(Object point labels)
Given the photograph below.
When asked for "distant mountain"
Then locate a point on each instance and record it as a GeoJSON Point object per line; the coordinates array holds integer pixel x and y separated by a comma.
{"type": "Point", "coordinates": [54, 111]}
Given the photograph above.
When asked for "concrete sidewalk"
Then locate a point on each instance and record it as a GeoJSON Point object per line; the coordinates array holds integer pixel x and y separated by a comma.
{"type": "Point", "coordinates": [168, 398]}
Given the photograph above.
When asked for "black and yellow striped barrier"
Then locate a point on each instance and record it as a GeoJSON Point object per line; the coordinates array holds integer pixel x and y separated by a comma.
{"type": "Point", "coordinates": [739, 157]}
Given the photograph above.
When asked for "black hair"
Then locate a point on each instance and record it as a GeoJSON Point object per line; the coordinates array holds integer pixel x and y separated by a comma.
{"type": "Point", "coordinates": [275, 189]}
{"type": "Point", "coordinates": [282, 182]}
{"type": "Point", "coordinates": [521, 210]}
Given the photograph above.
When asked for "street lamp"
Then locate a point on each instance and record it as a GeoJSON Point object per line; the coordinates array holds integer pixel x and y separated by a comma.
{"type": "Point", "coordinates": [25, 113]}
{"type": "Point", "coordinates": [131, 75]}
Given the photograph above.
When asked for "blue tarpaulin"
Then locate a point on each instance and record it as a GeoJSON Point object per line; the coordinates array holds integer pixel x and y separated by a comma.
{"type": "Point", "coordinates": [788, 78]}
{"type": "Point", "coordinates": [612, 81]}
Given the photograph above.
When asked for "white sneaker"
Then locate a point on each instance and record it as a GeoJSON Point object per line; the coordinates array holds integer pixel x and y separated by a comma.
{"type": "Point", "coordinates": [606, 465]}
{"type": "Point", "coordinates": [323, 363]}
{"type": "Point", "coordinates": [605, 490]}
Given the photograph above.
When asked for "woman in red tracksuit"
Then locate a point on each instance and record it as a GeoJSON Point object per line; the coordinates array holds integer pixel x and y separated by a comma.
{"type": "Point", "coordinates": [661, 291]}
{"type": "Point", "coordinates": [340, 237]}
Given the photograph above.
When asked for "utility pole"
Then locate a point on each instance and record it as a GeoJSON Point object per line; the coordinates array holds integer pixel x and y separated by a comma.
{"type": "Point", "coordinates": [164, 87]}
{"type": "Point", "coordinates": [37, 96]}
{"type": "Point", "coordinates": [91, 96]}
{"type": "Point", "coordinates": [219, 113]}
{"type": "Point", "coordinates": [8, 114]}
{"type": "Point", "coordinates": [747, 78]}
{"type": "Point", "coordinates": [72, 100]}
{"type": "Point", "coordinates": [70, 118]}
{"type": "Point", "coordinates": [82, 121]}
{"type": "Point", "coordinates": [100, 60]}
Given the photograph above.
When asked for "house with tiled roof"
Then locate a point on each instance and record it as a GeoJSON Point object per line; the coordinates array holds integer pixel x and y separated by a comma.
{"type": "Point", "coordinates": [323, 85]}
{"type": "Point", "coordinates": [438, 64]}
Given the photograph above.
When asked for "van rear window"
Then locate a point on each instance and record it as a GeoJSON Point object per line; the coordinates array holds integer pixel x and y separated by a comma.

> _Objective_
Quote every record above exactly.

> _Response below_
Given the photograph below.
When asked for "distant mountain"
Then locate a point on each instance and record it as a GeoJSON Point object per line; the coordinates array holds integer pixel x and y separated by a comma.
{"type": "Point", "coordinates": [54, 111]}
Given the photograph above.
When asked for "concrete sidewalk"
Then locate a point on each instance and record it as a GeoJSON Point object per line; the coordinates array holds integer pixel x and y separated by a comma.
{"type": "Point", "coordinates": [168, 398]}
Given the photograph above.
When asked for "black and yellow striped barrier"
Then locate a point on each instance and record it as a GeoJSON Point object per line; the coordinates array holds integer pixel x and y separated by a comma.
{"type": "Point", "coordinates": [739, 157]}
Given the photograph above.
When asked for "black hair"
Then locate a point on each instance and record it as a GeoJSON Point object per line; the coordinates array holds integer pixel x and y separated by a comma.
{"type": "Point", "coordinates": [275, 189]}
{"type": "Point", "coordinates": [282, 182]}
{"type": "Point", "coordinates": [521, 210]}
Given the photograph above.
When asked for "street lamp"
Then locate a point on each instance and record it as a GeoJSON Point object per line; the coordinates array holds integer pixel x and y separated by a comma.
{"type": "Point", "coordinates": [25, 113]}
{"type": "Point", "coordinates": [131, 75]}
Given the photograph above.
When asked for "blue tarpaulin"
Then locate a point on each instance and record it as a GeoJSON Point object per line; the coordinates array holds integer pixel x and y separated by a comma.
{"type": "Point", "coordinates": [788, 78]}
{"type": "Point", "coordinates": [612, 81]}
Given the photograph above.
When asked for "white sneaker"
Then locate a point on each instance and record it as a GeoJSON Point object per line; the coordinates array holds integer pixel x and y separated by a comma.
{"type": "Point", "coordinates": [606, 465]}
{"type": "Point", "coordinates": [323, 363]}
{"type": "Point", "coordinates": [605, 490]}
Given the photograph above.
When asked for "woman in red tracksuit"
Then locate a point on each instance and record it as a GeoJSON Point object per line; the coordinates array holds integer pixel x and y separated by a comma.
{"type": "Point", "coordinates": [661, 291]}
{"type": "Point", "coordinates": [340, 237]}
Given the photograph above.
When asked for "utility pole"
Then locate a point on each instance and record it as a GeoJSON Point object per line; the coordinates array holds integer pixel x and y separated by a comma.
{"type": "Point", "coordinates": [164, 87]}
{"type": "Point", "coordinates": [37, 96]}
{"type": "Point", "coordinates": [91, 96]}
{"type": "Point", "coordinates": [219, 113]}
{"type": "Point", "coordinates": [8, 114]}
{"type": "Point", "coordinates": [747, 78]}
{"type": "Point", "coordinates": [72, 100]}
{"type": "Point", "coordinates": [70, 118]}
{"type": "Point", "coordinates": [82, 121]}
{"type": "Point", "coordinates": [100, 60]}
Given the photograph above.
When asked for "house with tiled roof"
Then locate a point on each instance and record it as a GeoJSON Point object per line; the coordinates array holds integer pixel x and y separated by a comma.
{"type": "Point", "coordinates": [323, 85]}
{"type": "Point", "coordinates": [438, 64]}
Given the photograph above.
When asked for "van rear window"
Then locate a point on each instance and record it as a GeoJSON Point object per line; the coordinates array holds integer pixel x and y separated by a comma.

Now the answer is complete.